§ Set of tasks
**a.** Please condense the paragraph of the passage on historical return data that begins "There are two chief problems" into a short bulleted list that keeps its main facts.
**b.** Resume the passage on historical return data, picking up right after its last sentence.

§ Document passage
'''
There are two chief problems with using historical data. The first is obvious: past returns are not guaranteed of future returns. The second is less obvious: we don't actually have that much historical data. The oldest dataset I could find was compiled by Shiller Shiller (of Case-Shiller fame) and it only tracks two things: the SP500 and treasury bond interest rates and goes back to 1871. 149 years might seem like a lot, but we're interested in 40 year investment horizons, and 149 years only contains 3.7 independent 40-year periods. For this reason, we'll have to be more "creative" with our analysis.

An interesting thing to note here is that if 1-day returns are independent, then expected value and covariance both grow perfectly proportionally over time, which means the utility function we gave above is time-invariant. This means, we could use the daily expected-value and daily covariance to estimate so we can use the expected value and variance of daily returns or 10-year returns.
'''
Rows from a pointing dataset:
'''
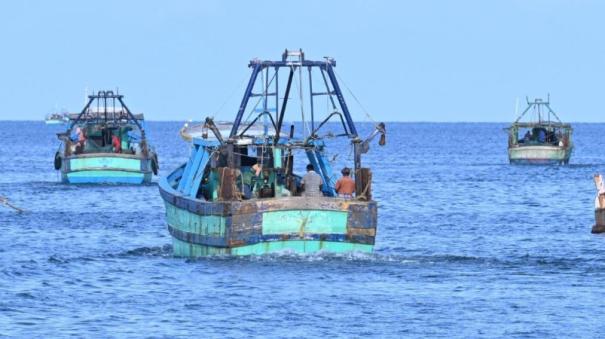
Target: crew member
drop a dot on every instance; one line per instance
(345, 186)
(311, 183)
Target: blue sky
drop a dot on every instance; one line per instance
(405, 61)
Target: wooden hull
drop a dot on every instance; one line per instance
(261, 226)
(101, 168)
(54, 122)
(539, 155)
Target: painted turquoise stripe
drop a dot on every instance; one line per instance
(305, 221)
(100, 176)
(76, 164)
(184, 249)
(183, 220)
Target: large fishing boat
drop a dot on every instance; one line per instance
(240, 194)
(543, 140)
(105, 143)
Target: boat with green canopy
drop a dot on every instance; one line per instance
(105, 143)
(542, 138)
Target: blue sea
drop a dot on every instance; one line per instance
(467, 246)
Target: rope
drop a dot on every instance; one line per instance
(355, 98)
(236, 89)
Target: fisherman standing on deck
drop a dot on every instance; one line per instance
(345, 186)
(311, 183)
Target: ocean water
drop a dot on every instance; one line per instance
(467, 246)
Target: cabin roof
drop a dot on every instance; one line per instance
(541, 124)
(118, 115)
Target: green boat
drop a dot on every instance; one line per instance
(543, 140)
(105, 143)
(238, 194)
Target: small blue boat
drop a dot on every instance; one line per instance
(238, 194)
(106, 143)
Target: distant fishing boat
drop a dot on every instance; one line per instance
(106, 143)
(56, 119)
(238, 193)
(543, 140)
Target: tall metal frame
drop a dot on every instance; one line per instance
(332, 90)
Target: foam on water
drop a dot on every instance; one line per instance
(467, 246)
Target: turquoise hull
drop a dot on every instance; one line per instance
(106, 169)
(262, 226)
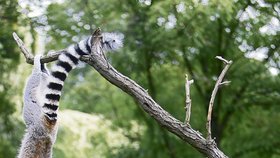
'''
§ Solved tasks
**a.**
- Historical data has two main problems:
  - Past returns do not guarantee future returns.
  - There is not much historical data.
- The oldest dataset found was compiled by Shiller. It covers only the SP500 and treasury bond interest rates, going back to 1871.
- That span is 149 years. It holds only 3.7 independent periods of 40 years, which is the investment horizon of interest.
- The analysis therefore has to be more "creative."

**b.**
If, conversely, daily returns are not independent but (say) monthly returns are, we can use monthly returns instead.

For methodological reasons, the Shiller dataset is really only accurate for annual return analysis, so we'll have to turn to a different dataset. I obtained daily SP 500 total return data from Yahoo Finance S&P 500 (TR) (^SP500TR). Unfortunately, inflation is only estimated monthly rather than daily, so I ignored it for this analysis.

I computed the first four movements (mean, variance, skew, kurtosis) for returns every 1, 2, 3, 4, 5, 10, 20, 40, and 63 days. An important point to note is that I'm referring to trading days rather than normal days. For this reason, the 20-days and 63-days are very close to monthly and quarterly returns.

Naturally, the mean return grew linearly with the timespan (as is mathematically required) but I found a statistically significant reduction in variance as the time period increased relative to what independence would predict. This trend was mostly caused by shrinkage between 1-day and 3-days, but the sign persisted throughout the data with the exception of the step between 40 and 60 days.

I also found that skew changed monotonically from -0.44 for 1-day returns to -1.23 for 40-day returns and kurtosis generally decreased from 14.6 to 6.1.

Together, this makes using daily or weekly returns to bootstrap to long-term return dubious at best. Though, statistically insignificant, the same trends persisted through the 20- and 40-day returns, which makes even monthly returns suspect.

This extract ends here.